═════ The records

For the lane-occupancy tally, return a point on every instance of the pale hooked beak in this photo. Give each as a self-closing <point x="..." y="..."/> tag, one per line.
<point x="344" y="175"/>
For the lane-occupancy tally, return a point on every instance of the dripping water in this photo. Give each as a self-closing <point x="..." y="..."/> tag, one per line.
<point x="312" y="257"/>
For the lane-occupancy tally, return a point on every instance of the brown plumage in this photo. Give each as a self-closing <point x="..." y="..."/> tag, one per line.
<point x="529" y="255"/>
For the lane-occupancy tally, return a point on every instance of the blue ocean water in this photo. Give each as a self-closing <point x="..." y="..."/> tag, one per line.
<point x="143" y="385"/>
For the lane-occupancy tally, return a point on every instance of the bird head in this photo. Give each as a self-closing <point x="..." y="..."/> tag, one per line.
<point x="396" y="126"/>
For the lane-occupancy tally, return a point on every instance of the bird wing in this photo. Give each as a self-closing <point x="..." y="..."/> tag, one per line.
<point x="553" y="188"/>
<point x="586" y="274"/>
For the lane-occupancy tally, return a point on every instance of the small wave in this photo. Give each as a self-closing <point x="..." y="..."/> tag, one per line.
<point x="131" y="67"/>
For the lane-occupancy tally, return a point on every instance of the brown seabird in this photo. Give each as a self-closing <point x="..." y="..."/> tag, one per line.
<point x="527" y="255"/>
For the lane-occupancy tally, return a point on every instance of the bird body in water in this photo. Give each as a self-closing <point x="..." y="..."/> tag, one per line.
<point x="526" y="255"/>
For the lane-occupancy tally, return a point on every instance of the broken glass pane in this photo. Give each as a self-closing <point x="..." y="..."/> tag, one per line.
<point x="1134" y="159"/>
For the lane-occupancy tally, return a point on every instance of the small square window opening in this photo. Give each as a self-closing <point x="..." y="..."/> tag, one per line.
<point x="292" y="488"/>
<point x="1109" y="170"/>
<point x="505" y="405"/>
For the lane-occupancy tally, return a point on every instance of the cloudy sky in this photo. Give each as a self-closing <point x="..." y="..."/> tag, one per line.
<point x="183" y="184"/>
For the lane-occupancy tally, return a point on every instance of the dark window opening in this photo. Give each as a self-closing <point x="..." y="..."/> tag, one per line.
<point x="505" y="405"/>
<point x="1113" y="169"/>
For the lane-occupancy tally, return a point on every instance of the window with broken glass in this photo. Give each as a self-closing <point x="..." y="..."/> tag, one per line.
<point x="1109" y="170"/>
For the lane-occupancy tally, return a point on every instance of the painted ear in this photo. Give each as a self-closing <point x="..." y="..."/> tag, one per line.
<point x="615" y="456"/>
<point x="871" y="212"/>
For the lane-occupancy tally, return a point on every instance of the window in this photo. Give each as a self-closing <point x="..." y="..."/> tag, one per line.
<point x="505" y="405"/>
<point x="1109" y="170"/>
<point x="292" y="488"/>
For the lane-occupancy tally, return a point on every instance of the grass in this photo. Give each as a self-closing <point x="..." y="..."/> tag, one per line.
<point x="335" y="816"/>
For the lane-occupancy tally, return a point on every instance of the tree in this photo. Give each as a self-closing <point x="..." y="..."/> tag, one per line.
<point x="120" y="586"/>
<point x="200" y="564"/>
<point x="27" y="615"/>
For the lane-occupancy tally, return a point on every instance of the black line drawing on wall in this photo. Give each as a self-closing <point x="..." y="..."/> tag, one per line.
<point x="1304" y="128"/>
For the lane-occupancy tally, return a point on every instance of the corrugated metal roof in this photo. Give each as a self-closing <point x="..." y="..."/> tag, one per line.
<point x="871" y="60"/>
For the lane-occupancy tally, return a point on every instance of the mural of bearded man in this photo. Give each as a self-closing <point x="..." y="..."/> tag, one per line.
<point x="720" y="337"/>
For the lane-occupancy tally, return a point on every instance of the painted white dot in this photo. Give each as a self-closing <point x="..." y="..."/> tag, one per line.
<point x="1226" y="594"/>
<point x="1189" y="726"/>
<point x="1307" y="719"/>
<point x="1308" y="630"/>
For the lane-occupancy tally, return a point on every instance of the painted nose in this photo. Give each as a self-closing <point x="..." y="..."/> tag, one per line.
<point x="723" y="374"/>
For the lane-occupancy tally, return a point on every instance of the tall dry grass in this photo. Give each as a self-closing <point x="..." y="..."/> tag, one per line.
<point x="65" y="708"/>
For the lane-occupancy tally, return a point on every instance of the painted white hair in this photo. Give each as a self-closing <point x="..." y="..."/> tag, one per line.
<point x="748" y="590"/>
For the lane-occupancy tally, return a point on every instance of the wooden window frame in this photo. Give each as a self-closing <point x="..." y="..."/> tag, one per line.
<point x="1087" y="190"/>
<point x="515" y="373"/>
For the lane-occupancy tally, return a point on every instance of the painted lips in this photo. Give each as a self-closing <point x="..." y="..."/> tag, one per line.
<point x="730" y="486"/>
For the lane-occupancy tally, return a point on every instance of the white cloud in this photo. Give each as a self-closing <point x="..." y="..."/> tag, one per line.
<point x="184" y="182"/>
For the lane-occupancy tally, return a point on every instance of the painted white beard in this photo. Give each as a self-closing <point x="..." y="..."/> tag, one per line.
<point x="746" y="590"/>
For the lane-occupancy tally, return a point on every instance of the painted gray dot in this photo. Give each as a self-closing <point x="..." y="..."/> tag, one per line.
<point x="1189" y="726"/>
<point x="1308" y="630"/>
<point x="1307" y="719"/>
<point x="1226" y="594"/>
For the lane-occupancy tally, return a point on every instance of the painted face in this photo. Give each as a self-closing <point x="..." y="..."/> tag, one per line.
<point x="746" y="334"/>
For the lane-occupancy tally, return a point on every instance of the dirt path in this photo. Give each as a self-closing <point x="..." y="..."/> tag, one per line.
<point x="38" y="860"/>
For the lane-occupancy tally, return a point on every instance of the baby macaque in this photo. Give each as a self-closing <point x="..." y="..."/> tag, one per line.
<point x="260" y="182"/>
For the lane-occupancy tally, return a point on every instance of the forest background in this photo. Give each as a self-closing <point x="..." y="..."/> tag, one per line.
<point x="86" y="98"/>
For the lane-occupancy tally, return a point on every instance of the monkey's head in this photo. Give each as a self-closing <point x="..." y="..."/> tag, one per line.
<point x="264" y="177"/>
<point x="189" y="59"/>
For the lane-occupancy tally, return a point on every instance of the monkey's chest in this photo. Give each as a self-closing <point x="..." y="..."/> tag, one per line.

══════════

* _Given task_
Edit the material so that every "lane-occupancy tally" becomes "scene inventory", keeping everything else the same.

* _Expected output_
For the scene inventory, return a point on every instance of the pale hooked beak in this photo. Give each as a self-closing <point x="..." y="..."/> tag, one per line.
<point x="344" y="175"/>
For the scene inventory, return a point on every instance of the dripping water in this photo. Give each as a self-closing <point x="..." y="..."/> tag, one per line.
<point x="312" y="257"/>
For the scene inventory, return a point on every instance of the brown plumage in this photo. Give each as a self-closing <point x="..." y="..."/> tag, one per line.
<point x="529" y="255"/>
For the scene inventory, return a point on every instance of the blue ocean water in this photo. Give each as a self-closing <point x="..." y="..."/> tag, one per line.
<point x="143" y="385"/>
For the scene inventory, return a point on every instance of the bird head in this photo. Give each as a self-closing <point x="..." y="..."/> tag, one per line.
<point x="396" y="126"/>
For the scene inventory, return a point on every instance of the bird wing in this photo. Give each as a self-closing <point x="..." y="..."/> tag, one per line.
<point x="553" y="188"/>
<point x="586" y="274"/>
For the scene inventory, return a point on every instance of the small wave in this photo. Give each as a self-closing <point x="..." y="..."/> tag, one per line.
<point x="131" y="67"/>
For the scene inventory, return a point on every instance of the brown seabird in this photo. Give each as a self-closing <point x="..." y="..."/> tag, one per line.
<point x="527" y="255"/>
For the scene inventory, return a point on every instance of the bird body in water in this photo. Give each as a self-closing <point x="..." y="..."/> tag, one per line.
<point x="526" y="255"/>
For the scene inventory, return a point on every instance of the broken glass pane in this photo. Give each as a self-closing <point x="..." y="..."/> tag, one per line.
<point x="1134" y="159"/>
For the scene inventory, return a point on every instance of the small square window opening in this photo. Give each as a self-closing <point x="..." y="..."/> tag, one per line.
<point x="292" y="488"/>
<point x="1109" y="170"/>
<point x="505" y="405"/>
For the scene inventory, return a point on every instance of the cloudy sky in this photo. Give each as a self-closing <point x="..." y="..."/> tag, one per line.
<point x="183" y="184"/>
For the scene inventory, return a point on every instance of the dark window opening in this photo. Give each as a self-closing <point x="..." y="..."/> tag, one per line.
<point x="505" y="405"/>
<point x="1113" y="169"/>
For the scene inventory, return a point on every instance of the window with broken glass in this photo. Give each as a self-closing <point x="..." y="..."/> tag, one per line.
<point x="1109" y="170"/>
For the scene inventory, return a point on every instance of the painted ear in this photo. Give each as a self-closing <point x="..." y="..."/> tag, one per line.
<point x="615" y="456"/>
<point x="871" y="212"/>
For the scene inventory, return a point on every instance of the window in this photo. Give each as a self-closing <point x="..." y="..."/> tag, one per line.
<point x="505" y="405"/>
<point x="1109" y="170"/>
<point x="292" y="488"/>
For the scene inventory, return a point on every instance of the grass in this photo. Give each as a self-closing <point x="..." y="..."/> tag, one per line.
<point x="335" y="816"/>
For the scene inventory, return a point on every instance of the tree in this photo. Give each as a self-closing <point x="..." y="..."/> tag, one per line.
<point x="120" y="586"/>
<point x="200" y="564"/>
<point x="27" y="615"/>
For the scene inventory, return a point on every instance of the black line drawing on wall in this photo. Give each as a self-closing <point x="..." y="..."/> tag, one per line.
<point x="1304" y="128"/>
For the scene inventory, return a point on every instance of the corrugated metal roof in this photo. Give each as a self-closing <point x="..." y="..."/> tag, one per line.
<point x="871" y="60"/>
For the scene inventory, return a point on every instance of the mural of bearded man in this photo. Give each as a self-closing <point x="..." y="..."/> tag, one per line.
<point x="720" y="337"/>
For the scene inventory, return a point on every instance of the painted white dot in this photo. Give each as a self-closing <point x="..." y="..."/> tag, one per line.
<point x="1226" y="594"/>
<point x="1189" y="726"/>
<point x="1307" y="719"/>
<point x="1308" y="630"/>
For the scene inventory, return a point on every instance of the painted nose in this photo. Give each as a self-closing <point x="..." y="..."/> tag, one per line.
<point x="723" y="374"/>
For the scene inventory, return a point on every instance of the tall dry grass in this photo. Give each as a self-closing <point x="..." y="..."/> tag, one per line.
<point x="65" y="708"/>
For the scene inventory, return a point on every instance of the painted white hair in this photo. Give each as a self-closing <point x="..." y="..."/> tag, one per line.
<point x="748" y="590"/>
For the scene inventory, return a point on every instance of the wooden window frame in this photo. Give each as a self-closing <point x="..." y="..."/> tag, one per line.
<point x="1087" y="190"/>
<point x="515" y="373"/>
For the scene inventory, return a point on every instance of the painted lips in this photo. Give each as a self-closing <point x="..." y="..."/> tag, one per line.
<point x="730" y="486"/>
For the scene inventory, return a point on every instance of the white cloud in this photo. Give each as a self-closing <point x="..." y="..."/> tag, one per line.
<point x="184" y="182"/>
For the scene inventory, return a point on every instance of the painted white beard in this photo. Give each as a self-closing <point x="..." y="..."/> tag, one per line.
<point x="746" y="590"/>
For the scene inventory, return a point on every instance of the painted gray dot in this photo. Give each as a self-closing <point x="..." y="..."/> tag, one per line.
<point x="1189" y="726"/>
<point x="1308" y="630"/>
<point x="1307" y="719"/>
<point x="1226" y="594"/>
For the scene inventory, return a point on every instance of the painted face in this photo. Give each as a self-closing <point x="..." y="..."/> tag, one per line.
<point x="746" y="334"/>
For the scene inventory, return a point on every instance of the dirt path in this photo. Give each as a self-closing <point x="..." y="..."/> tag, one per line.
<point x="38" y="860"/>
For the scene inventory, return a point on every instance of the baby macaque in this photo. Give each as a self-closing <point x="..." y="..."/> tag, one per line.
<point x="260" y="182"/>
For the scene inventory, return a point on every instance of the forest background in this photo. Give each as a self-closing <point x="..." y="..."/> tag, one per line.
<point x="86" y="98"/>
For the scene inventory, return a point on every instance of the monkey's head in this photo. Give each as a self-closing <point x="..." y="..."/> tag, one per line.
<point x="264" y="177"/>
<point x="189" y="59"/>
For the scene inventory, return a point on every instance of the monkey's chest in this photo. Give each as a self-closing <point x="..." y="..."/> tag, one per line.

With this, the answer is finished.